» **Recorded data**
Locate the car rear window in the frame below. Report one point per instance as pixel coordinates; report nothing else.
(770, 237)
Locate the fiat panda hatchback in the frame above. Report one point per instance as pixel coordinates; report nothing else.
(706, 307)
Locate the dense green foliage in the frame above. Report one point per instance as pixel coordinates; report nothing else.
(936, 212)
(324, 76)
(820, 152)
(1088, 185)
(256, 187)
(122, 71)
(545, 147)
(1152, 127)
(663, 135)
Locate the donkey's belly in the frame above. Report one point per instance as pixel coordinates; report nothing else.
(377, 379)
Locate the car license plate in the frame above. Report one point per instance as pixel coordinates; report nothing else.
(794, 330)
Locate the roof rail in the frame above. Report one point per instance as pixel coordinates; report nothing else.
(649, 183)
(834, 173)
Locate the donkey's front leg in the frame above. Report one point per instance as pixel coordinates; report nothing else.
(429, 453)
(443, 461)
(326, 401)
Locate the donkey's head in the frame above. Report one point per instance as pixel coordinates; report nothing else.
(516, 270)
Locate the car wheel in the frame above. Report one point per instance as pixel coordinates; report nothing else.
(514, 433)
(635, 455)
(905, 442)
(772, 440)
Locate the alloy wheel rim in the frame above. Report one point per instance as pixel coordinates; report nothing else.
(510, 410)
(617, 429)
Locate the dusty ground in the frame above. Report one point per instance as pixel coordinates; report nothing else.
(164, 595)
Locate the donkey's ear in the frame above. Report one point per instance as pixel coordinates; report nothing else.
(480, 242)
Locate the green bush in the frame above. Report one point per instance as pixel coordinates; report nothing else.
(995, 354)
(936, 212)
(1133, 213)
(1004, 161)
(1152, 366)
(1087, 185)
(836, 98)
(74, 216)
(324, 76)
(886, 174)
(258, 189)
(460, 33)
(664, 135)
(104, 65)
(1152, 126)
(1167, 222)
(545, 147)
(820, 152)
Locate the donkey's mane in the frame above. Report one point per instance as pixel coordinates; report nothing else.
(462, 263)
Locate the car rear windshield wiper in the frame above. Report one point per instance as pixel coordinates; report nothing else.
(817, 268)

» **Job**
Print every line of the records exactly. Omit nothing.

» **Response to this task**
Locate the car rear window in the frame below. Report one point per instance as pixel coordinates; report nothing else.
(770, 237)
Locate the fiat panda hatchback in the frame above. Report one point per instance as pixel coordinates; report nothing else.
(706, 307)
Locate the dense green foliage in the frame above. Report one point per instance as pixel coordinates; report nothing else.
(936, 212)
(324, 76)
(820, 152)
(1088, 185)
(256, 187)
(122, 71)
(545, 147)
(1152, 127)
(663, 135)
Locate the donkey's belly in the frame above. Report one point per instance as pixel coordinates; report nothing else.
(377, 379)
Locate the car license plate in the frame above. Report one point per instance as pixel coordinates; report nothing else.
(794, 330)
Locate the roof rail in the frame above. Report one point per instance as pixel coordinates; report nothing else.
(649, 183)
(834, 173)
Locate the donkey's front leg in the frame above. Report one point per instance as pixel coordinates; report nothing else.
(429, 453)
(443, 461)
(326, 401)
Locate the donkey's head in the frame above. Report one point per instance as pixel coordinates; report nothing else.
(516, 270)
Locate the car wheel in the frame above. Report one point per instance as pixel coordinates; report nothing else.
(514, 433)
(635, 455)
(905, 442)
(772, 440)
Locate the alloy wheel rim in the frame above. Report one point per instance as pixel coordinates; report nothing else.
(510, 410)
(617, 429)
Locate the dusty ground in the frame above. Report one point per instance as pixel coordinates; report nothing else.
(164, 595)
Locate the donkey's ear in the frame above. Report one point per instance as pixel coordinates; report nothing else.
(480, 242)
Locate the green bush in the frame above. Report one point per instance as pixel coordinates; report nothing else.
(995, 354)
(936, 212)
(1133, 213)
(1004, 161)
(1152, 366)
(1087, 185)
(836, 98)
(74, 216)
(324, 76)
(886, 174)
(258, 189)
(460, 33)
(664, 135)
(104, 65)
(1152, 126)
(1167, 222)
(545, 147)
(820, 152)
Locate the donkey's mane in the frame above. Report one point per instance as pixel coordinates; report nothing else.
(462, 263)
Locate the car rear windshield wiper in the frame above. Report one point per instance as pixel coordinates; report nothing else.
(817, 268)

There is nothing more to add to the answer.